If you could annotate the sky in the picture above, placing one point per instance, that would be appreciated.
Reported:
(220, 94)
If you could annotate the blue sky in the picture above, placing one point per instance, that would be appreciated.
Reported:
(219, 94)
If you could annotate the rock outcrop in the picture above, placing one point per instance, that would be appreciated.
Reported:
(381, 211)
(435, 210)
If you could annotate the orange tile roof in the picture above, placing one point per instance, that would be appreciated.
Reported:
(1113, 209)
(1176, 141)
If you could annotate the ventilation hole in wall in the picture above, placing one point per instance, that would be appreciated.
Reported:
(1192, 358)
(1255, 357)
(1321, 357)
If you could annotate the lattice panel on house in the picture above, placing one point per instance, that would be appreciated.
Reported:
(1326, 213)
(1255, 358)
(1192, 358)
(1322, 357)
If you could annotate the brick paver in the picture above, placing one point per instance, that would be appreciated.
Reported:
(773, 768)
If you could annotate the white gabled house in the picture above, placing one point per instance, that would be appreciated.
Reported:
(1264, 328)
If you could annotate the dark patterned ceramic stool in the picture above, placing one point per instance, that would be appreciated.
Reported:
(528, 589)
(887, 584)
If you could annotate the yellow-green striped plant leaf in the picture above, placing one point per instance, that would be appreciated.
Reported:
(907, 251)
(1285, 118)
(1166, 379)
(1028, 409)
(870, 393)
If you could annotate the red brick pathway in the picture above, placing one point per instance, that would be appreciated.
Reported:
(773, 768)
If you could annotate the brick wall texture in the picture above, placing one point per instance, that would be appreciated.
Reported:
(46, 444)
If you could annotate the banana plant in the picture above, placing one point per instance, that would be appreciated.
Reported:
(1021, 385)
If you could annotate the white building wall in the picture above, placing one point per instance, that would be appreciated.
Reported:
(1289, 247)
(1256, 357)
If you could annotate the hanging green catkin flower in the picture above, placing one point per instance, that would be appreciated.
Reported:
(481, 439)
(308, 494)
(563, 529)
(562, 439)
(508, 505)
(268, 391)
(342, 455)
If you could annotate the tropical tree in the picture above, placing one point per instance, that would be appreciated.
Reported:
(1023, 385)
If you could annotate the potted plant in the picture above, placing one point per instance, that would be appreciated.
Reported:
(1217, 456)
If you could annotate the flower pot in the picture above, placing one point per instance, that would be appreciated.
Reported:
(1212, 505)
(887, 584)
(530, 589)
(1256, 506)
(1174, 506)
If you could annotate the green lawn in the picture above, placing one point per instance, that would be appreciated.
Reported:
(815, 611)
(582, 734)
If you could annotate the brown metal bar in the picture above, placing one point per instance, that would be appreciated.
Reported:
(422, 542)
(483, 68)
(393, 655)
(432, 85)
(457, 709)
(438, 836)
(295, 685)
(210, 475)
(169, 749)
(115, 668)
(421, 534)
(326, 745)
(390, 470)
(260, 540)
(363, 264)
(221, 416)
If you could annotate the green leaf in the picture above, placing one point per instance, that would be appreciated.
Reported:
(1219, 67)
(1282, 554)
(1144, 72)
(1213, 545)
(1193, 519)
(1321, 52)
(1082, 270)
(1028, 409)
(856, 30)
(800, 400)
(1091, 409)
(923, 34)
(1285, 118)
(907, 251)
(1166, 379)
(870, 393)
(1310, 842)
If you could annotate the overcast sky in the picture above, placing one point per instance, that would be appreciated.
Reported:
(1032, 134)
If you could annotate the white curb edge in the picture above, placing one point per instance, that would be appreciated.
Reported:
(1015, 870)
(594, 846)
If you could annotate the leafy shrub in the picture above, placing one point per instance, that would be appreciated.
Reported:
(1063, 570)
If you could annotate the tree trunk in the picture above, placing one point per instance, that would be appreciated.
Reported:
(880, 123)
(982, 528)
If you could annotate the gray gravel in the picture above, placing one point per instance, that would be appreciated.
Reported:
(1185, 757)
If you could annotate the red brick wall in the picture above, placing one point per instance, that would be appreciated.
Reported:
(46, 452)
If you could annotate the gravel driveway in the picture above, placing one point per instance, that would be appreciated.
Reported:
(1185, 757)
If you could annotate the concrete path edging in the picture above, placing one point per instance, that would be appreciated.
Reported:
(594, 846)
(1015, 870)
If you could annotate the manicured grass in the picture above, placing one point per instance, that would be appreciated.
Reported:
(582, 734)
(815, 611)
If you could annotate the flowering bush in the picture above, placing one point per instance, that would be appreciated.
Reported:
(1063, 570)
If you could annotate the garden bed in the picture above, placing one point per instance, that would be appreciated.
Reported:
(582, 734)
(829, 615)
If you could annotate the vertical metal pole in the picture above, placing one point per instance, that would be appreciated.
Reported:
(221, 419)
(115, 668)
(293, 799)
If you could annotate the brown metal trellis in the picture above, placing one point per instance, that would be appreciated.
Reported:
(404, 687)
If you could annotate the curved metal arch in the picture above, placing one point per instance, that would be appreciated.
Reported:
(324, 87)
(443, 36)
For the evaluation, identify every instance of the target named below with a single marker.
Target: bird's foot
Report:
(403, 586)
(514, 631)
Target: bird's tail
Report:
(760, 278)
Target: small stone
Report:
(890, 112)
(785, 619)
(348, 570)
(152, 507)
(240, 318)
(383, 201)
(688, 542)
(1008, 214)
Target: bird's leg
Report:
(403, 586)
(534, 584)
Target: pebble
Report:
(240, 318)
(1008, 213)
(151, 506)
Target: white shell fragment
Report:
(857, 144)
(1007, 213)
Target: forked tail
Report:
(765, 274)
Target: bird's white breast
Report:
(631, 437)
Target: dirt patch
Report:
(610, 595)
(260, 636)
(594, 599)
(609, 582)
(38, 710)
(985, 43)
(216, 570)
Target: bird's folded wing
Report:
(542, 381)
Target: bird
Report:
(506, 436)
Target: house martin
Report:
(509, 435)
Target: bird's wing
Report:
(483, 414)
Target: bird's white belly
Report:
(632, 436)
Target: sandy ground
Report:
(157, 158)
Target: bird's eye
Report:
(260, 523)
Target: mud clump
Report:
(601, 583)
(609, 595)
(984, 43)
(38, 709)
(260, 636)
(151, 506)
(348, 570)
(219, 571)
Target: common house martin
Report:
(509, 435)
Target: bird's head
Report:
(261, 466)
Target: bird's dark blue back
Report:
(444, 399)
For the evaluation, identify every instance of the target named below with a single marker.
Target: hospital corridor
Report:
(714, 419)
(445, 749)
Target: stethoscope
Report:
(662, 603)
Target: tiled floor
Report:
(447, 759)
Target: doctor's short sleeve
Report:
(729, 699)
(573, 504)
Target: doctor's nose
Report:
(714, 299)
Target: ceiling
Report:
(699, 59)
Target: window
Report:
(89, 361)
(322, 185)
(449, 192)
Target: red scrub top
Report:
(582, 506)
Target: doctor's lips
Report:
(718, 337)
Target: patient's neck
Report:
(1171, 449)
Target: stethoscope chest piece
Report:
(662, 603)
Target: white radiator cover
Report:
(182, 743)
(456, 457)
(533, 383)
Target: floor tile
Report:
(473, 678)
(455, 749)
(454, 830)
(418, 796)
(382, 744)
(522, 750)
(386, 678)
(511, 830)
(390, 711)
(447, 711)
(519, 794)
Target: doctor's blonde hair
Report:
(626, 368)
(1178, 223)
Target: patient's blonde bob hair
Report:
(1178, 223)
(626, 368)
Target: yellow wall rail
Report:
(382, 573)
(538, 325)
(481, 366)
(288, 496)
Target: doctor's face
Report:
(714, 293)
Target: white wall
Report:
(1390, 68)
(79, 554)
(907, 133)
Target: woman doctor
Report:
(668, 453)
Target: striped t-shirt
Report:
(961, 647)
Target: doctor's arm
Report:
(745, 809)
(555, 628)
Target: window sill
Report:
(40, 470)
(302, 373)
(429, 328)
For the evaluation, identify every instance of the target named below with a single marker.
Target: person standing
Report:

■ WHAT THIS TASK INVOLVES:
Reproduce word for word the part of the material that opens with the line containing "Target: doctor's lips" and closes with the last line of the material, both included.

■ OUTPUT OF THE EXERCISE:
Target: doctor's lips
Report:
(718, 337)
Target: patient's neck
Report:
(1171, 449)
Target: stethoscope chest piece
Report:
(662, 603)
Target: white radiator cover
Report:
(182, 743)
(456, 457)
(533, 383)
Target: floor tile
Report:
(473, 678)
(455, 749)
(454, 830)
(418, 796)
(382, 744)
(522, 750)
(386, 678)
(511, 830)
(390, 711)
(447, 711)
(519, 794)
Target: doctor's blonde hair
Report:
(626, 368)
(1178, 223)
Target: patient's blonde bob hair
Report:
(1178, 223)
(626, 368)
Target: yellow wall rail
Report:
(382, 573)
(538, 325)
(481, 366)
(288, 496)
Target: doctor's face
Report:
(714, 293)
Target: white wall
Report:
(1390, 68)
(79, 554)
(907, 133)
Target: woman doctor
Report:
(668, 453)
Target: striped t-shirt
Report:
(961, 647)
Target: doctor's arm
Report:
(745, 809)
(555, 628)
Target: window sill
Report:
(40, 470)
(302, 373)
(429, 328)
For the evaluation, identify every instance of the target named below with a single marker.
Target: person standing
Report:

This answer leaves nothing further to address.